> **Work to complete**: Reproduce the lines below, replacing "rough mask" with "coarse mask" everywhere and leaving everything else unchanged.

> **Information given**:
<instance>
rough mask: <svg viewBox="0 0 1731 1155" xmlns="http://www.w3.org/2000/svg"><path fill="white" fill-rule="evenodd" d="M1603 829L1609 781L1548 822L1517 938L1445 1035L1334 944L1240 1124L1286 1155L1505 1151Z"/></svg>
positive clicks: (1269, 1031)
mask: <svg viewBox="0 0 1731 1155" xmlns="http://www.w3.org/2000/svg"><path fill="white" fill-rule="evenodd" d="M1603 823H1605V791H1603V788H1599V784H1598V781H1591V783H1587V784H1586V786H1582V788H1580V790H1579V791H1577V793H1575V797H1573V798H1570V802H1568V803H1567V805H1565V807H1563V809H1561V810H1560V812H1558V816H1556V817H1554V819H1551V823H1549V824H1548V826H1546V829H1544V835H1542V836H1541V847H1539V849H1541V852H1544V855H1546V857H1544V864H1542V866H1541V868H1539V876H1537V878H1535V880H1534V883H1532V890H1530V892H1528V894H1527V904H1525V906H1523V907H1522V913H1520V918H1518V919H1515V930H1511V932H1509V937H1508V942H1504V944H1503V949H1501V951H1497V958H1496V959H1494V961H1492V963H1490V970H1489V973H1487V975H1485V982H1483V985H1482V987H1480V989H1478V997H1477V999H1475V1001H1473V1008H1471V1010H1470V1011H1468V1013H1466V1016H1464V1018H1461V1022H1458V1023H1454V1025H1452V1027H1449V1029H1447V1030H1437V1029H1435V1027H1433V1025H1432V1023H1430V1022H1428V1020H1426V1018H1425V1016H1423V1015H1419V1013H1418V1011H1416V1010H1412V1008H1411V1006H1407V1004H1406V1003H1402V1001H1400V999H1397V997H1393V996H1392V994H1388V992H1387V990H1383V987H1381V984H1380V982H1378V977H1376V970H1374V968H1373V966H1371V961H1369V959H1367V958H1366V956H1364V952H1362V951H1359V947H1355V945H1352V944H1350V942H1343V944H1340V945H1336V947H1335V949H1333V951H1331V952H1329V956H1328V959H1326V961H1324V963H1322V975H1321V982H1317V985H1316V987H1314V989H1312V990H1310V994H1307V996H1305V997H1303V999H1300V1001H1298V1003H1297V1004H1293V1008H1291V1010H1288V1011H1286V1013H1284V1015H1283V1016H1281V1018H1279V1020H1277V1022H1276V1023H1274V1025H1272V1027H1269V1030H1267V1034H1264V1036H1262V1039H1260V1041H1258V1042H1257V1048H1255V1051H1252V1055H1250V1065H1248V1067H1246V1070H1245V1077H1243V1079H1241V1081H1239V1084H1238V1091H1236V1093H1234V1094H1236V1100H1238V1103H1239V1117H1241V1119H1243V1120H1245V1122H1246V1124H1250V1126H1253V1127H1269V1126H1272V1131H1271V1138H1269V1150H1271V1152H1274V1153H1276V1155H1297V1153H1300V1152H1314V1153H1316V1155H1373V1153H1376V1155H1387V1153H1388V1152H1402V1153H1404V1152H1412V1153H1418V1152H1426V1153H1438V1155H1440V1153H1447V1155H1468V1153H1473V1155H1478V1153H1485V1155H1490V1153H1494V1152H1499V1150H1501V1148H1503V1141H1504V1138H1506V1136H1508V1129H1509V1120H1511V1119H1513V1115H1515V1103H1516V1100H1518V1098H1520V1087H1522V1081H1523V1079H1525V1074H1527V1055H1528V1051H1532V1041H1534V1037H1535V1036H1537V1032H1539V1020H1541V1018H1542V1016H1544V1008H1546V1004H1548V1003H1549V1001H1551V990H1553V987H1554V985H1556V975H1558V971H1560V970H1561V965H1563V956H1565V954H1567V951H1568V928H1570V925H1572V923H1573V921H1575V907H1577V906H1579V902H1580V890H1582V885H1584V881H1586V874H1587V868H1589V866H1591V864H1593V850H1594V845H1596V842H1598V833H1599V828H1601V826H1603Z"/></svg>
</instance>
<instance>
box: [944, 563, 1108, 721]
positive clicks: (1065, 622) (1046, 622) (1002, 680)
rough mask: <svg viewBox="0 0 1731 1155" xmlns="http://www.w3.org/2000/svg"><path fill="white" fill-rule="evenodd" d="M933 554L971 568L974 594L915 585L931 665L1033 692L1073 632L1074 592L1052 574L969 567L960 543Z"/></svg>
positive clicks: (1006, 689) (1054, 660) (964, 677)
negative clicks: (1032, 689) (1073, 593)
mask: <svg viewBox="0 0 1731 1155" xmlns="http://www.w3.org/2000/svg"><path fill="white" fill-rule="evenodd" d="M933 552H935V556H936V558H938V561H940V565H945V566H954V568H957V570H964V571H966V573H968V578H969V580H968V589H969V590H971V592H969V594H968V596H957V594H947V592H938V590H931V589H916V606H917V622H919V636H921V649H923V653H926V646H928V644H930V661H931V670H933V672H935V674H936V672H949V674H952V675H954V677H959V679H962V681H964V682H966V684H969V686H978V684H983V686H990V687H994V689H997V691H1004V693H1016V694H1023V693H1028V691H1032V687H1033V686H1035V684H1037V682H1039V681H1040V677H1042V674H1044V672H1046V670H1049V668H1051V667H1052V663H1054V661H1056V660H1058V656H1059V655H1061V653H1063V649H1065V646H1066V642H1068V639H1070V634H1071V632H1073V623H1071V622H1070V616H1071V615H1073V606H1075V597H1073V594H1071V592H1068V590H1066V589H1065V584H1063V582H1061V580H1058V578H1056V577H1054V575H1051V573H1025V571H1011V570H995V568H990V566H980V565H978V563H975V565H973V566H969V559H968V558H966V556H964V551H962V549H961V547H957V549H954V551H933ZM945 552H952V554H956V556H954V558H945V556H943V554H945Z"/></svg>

> **Worked solution**:
<instance>
coarse mask: <svg viewBox="0 0 1731 1155" xmlns="http://www.w3.org/2000/svg"><path fill="white" fill-rule="evenodd" d="M1603 829L1609 781L1548 822L1517 938L1445 1035L1334 944L1240 1124L1286 1155L1505 1151Z"/></svg>
positive clicks: (1269, 1031)
mask: <svg viewBox="0 0 1731 1155" xmlns="http://www.w3.org/2000/svg"><path fill="white" fill-rule="evenodd" d="M1603 823H1605V791H1603V788H1599V784H1598V781H1591V783H1587V784H1586V786H1582V788H1580V790H1579V791H1577V793H1575V797H1573V798H1570V802H1568V803H1567V805H1565V807H1563V809H1561V810H1560V812H1558V816H1556V817H1554V819H1551V823H1549V824H1548V826H1546V829H1544V835H1542V836H1541V847H1539V849H1541V852H1544V855H1546V857H1544V864H1542V866H1541V868H1539V876H1537V878H1535V880H1534V883H1532V890H1530V892H1528V894H1527V904H1525V906H1523V907H1522V913H1520V918H1518V919H1515V930H1511V932H1509V937H1508V942H1504V944H1503V949H1501V951H1497V958H1496V959H1494V961H1492V963H1490V970H1489V973H1487V975H1485V982H1483V985H1482V987H1480V989H1478V997H1477V999H1475V1001H1473V1008H1471V1010H1470V1011H1468V1013H1466V1016H1464V1018H1461V1022H1458V1023H1454V1025H1452V1027H1449V1029H1447V1030H1437V1029H1435V1027H1433V1025H1432V1023H1430V1022H1428V1020H1426V1018H1425V1016H1423V1015H1419V1013H1418V1011H1416V1010H1412V1008H1411V1006H1407V1004H1406V1003H1402V1001H1400V999H1397V997H1393V996H1392V994H1388V992H1387V990H1383V987H1381V984H1380V982H1378V977H1376V970H1374V968H1373V966H1371V961H1369V959H1367V958H1366V956H1364V952H1362V951H1359V947H1355V945H1352V944H1350V942H1343V944H1340V945H1336V947H1335V949H1333V951H1331V952H1329V956H1328V959H1326V961H1324V963H1322V975H1321V982H1317V985H1316V987H1314V989H1312V990H1310V994H1307V996H1305V997H1303V999H1300V1001H1298V1003H1297V1004H1293V1008H1291V1010H1288V1011H1286V1013H1284V1015H1283V1016H1281V1018H1279V1020H1277V1022H1276V1023H1274V1025H1272V1027H1269V1030H1267V1034H1264V1036H1262V1039H1260V1041H1258V1042H1257V1048H1255V1051H1252V1055H1250V1065H1248V1067H1246V1070H1245V1077H1243V1079H1241V1081H1239V1084H1238V1091H1236V1093H1234V1094H1236V1100H1238V1103H1239V1117H1241V1119H1243V1120H1245V1122H1246V1124H1250V1126H1253V1127H1269V1126H1272V1131H1271V1138H1269V1150H1271V1152H1274V1153H1276V1155H1297V1153H1300V1152H1314V1153H1316V1155H1373V1153H1376V1155H1387V1153H1388V1152H1402V1153H1404V1152H1412V1153H1418V1152H1426V1153H1438V1155H1440V1153H1447V1155H1468V1153H1473V1155H1478V1153H1485V1155H1490V1153H1494V1152H1499V1150H1501V1148H1503V1141H1504V1138H1506V1136H1508V1129H1509V1120H1511V1119H1513V1115H1515V1103H1516V1100H1518V1098H1520V1087H1522V1081H1523V1079H1525V1074H1527V1055H1528V1051H1532V1041H1534V1037H1535V1036H1537V1032H1539V1020H1541V1018H1542V1016H1544V1008H1546V1004H1548V1003H1549V1001H1551V990H1553V987H1554V985H1556V975H1558V971H1560V970H1561V965H1563V956H1565V954H1567V951H1568V928H1570V925H1572V923H1573V921H1575V907H1577V906H1579V902H1580V890H1582V885H1584V881H1586V874H1587V868H1589V866H1591V864H1593V850H1594V845H1596V842H1598V833H1599V828H1601V826H1603Z"/></svg>
</instance>
<instance>
box: [944, 563, 1108, 721]
positive clicks: (1065, 622) (1046, 622) (1002, 680)
coarse mask: <svg viewBox="0 0 1731 1155" xmlns="http://www.w3.org/2000/svg"><path fill="white" fill-rule="evenodd" d="M933 554L971 568L974 594L915 585L931 665L1033 692L1073 632L1074 592L1052 574L969 567L960 543Z"/></svg>
positive clicks: (1006, 689) (1054, 660) (964, 677)
negative clicks: (1032, 689) (1073, 593)
mask: <svg viewBox="0 0 1731 1155" xmlns="http://www.w3.org/2000/svg"><path fill="white" fill-rule="evenodd" d="M933 552H935V556H936V558H938V561H940V565H945V566H954V568H957V570H964V571H966V573H968V578H969V580H968V589H969V590H971V592H969V594H968V596H957V594H947V592H938V590H931V589H916V606H917V622H919V636H921V649H923V653H926V646H928V644H930V661H931V670H933V672H935V674H936V672H949V674H952V675H954V677H959V679H962V681H964V682H966V684H969V686H978V684H983V686H990V687H994V689H997V691H1004V693H1016V694H1023V693H1028V691H1032V687H1033V686H1035V684H1037V682H1039V681H1040V677H1042V674H1044V672H1046V670H1049V668H1051V667H1052V663H1054V661H1056V660H1058V656H1059V655H1061V653H1063V649H1065V646H1066V642H1068V639H1070V634H1071V632H1073V623H1071V622H1070V616H1071V615H1073V606H1075V597H1073V594H1071V592H1068V590H1066V589H1065V584H1063V582H1061V580H1058V578H1056V577H1054V575H1051V573H1025V571H1011V570H995V568H990V566H980V565H978V563H975V565H973V566H969V559H968V558H966V556H964V551H962V549H961V547H957V549H954V551H933ZM945 552H952V554H956V556H954V558H945V556H943V554H945Z"/></svg>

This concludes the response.